====== Texto fornecido ======

Achei uma produção razoável.

Se não chega a ser muito bom, não decepciona.

Leo Carioca disse...

Ainda não assisti esse filme aqui, mas, pelas cenas que eu vi, me pareceu que, quando aparece a cara do mutante em close é uma atriz. E quando aparece de corpo inteiro, é um efeito, não é isso?
Bom, eu gosto de filmes de mutante.
Mas uma coisa que acho que acabou muito com a graça desse gênero é o excesso de efeitos especiais 3D usados nas produções atuais.
Até os anos 80 (mais ou menos até o meio dos 90), os mutantes e demais monstros vistos nos filmes eram atores fantasiados, né? E, por incrível que pareça, eu achava que as cenas ficavam mais realistas daquele jeito. Quando o monstro é SEMPRE um efeito 3D, em TODAS as cenas, fica muito evidente que ele não é real.
Bom, minha opinião.

Guilherme Z. disse...

====== Linhas apresentadas ======

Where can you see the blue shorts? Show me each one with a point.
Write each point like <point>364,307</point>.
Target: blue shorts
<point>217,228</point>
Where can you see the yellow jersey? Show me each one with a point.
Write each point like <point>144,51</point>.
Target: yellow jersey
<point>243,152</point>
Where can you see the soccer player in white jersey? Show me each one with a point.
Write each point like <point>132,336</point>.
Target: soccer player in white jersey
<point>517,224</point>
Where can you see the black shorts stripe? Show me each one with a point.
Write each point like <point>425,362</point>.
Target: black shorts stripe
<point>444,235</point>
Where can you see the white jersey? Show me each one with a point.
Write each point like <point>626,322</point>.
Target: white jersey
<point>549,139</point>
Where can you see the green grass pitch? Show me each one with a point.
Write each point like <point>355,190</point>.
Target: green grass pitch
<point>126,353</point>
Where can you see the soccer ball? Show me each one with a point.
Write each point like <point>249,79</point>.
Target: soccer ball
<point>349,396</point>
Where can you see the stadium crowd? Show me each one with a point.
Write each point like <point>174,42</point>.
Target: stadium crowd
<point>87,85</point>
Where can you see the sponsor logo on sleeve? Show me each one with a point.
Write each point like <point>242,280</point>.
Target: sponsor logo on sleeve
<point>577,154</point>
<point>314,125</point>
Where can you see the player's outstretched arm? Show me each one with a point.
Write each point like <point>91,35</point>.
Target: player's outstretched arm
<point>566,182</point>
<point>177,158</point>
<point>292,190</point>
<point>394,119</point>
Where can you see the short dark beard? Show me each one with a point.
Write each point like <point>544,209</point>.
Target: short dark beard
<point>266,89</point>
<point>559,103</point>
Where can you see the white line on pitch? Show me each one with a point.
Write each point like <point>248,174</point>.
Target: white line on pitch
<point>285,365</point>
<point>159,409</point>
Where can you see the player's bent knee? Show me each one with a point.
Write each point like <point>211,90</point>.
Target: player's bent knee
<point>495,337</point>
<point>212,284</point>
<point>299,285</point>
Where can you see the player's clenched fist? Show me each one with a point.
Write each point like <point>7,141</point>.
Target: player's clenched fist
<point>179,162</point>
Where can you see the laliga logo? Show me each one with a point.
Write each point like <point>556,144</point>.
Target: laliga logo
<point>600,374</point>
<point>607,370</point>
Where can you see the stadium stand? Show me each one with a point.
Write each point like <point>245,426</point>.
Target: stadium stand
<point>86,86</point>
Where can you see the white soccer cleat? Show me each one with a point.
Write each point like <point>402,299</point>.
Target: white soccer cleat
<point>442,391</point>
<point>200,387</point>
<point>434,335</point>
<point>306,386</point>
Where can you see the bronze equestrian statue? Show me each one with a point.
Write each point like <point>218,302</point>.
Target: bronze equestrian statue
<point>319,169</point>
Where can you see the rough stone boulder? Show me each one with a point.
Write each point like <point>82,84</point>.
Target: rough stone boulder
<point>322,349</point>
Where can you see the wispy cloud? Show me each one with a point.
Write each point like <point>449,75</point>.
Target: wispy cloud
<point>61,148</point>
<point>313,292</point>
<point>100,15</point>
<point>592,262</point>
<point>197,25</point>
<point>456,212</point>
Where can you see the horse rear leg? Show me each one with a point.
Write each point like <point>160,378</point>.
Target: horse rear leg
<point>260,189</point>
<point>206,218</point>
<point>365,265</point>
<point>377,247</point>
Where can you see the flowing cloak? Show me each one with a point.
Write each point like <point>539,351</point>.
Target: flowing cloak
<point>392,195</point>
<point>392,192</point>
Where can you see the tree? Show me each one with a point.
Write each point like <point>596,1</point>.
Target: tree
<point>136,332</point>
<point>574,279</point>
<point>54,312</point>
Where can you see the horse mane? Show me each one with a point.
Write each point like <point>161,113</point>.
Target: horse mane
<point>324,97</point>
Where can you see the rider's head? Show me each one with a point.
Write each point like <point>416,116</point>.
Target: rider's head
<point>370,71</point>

======

*Exercícios propostos:*
**a.** Traduza para o inglês esta frase do texto sobre filmes de mutantes: "Mas uma coisa que acho que acabou muito com a graça desse gênero é o excesso de efeitos especiais 3D usados nas produções atuais."
**b.** Prolongue o texto sobre filmes de mutantes a partir do ponto em que ele termina.
As linhas não têm nenhum papel nestas tarefas.

*Respostas do exercício:*
**a.** But one thing I think really ruined the fun of this genre is the excess of 3D special effects used in today's productions.

**b.**
Concordo que essa mania do 3D é ruim em diversos casos e as coisas ficam falsas. No cado de "Splice", o filme não foi desenvolvido para atender essa demanda. Só foi empregada tecnologia para construir a criação, mas ainda assim uma atriz serviu como modelo. O resultado achei bem satisfatório, mas a criatura quando pequena tem pinta de filme B.

Marcos disse...

O filme me assustou, mas não pelo terror. Splice demonstra uma consequência da famosa história do homem querer brincar de Deus. Isso sempre me assustou e vendo o fato consumado em Splice só trouxe idéias de "e se estiver acontecendo?".
Quanto ao filme, a crítica apontou bem os pontos fortes e fracos, nada a acrescentar.